> _Free-text object descriptions_
____________

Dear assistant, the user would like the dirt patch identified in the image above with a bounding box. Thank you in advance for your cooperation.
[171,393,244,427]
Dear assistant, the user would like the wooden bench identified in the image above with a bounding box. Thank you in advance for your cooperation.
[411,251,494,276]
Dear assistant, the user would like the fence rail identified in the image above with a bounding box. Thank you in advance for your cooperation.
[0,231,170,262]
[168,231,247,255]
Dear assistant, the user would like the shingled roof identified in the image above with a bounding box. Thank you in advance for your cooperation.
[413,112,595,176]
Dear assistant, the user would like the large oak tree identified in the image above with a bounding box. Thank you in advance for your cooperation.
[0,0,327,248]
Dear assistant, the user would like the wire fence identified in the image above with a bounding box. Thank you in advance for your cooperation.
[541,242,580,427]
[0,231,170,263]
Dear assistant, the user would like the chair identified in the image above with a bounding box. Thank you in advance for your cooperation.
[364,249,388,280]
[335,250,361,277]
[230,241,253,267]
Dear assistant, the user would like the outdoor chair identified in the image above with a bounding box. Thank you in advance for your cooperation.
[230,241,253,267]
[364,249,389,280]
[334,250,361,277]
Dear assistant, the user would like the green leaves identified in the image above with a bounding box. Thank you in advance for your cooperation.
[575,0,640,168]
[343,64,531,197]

____________

Output every entry shown above, exactly.

Dear assistant, the user would like the dirt patch identified in the image above with a bounding box. Thank you in advance for your cooperation.
[171,393,244,427]
Dear assistant, the user would like the wooden bench identified in the image above with a bounding box. Thank you in advance for your cooperation.
[411,251,494,276]
Dear assistant, the user would like the fence rail identified in the image above with a bounding box. Thank you in advance for your cooperation.
[0,231,170,262]
[168,231,247,255]
Dear assistant, the user would like the shingled roof identified in the image above with a bounding box. Thank you in advance for your cooperation.
[413,112,595,176]
Dear assistant, the user would like the large oak tree identified in the image above with a bounding box. Thank you in advance for your cooperation.
[0,0,327,248]
Dear assistant, the user would like the wire fence identified in the image above with a bounding box. Thank you in advance for your cooperation.
[541,242,580,427]
[0,231,170,263]
Dear assistant, the user would like the chair identified in the image above with a bounding box. Thank you in advance for your cooperation.
[364,249,388,280]
[335,250,361,277]
[230,241,253,267]
Dear assistant, the user would like the outdoor chair identified in the image above with a bounding box. Thank you in advance for your cooperation.
[230,241,253,267]
[364,249,389,280]
[334,250,361,277]
Dear assistant, the user would like the green leaves identified in the image above with a bounding box. Thank you in advance for your cooperation.
[575,0,640,168]
[343,64,531,197]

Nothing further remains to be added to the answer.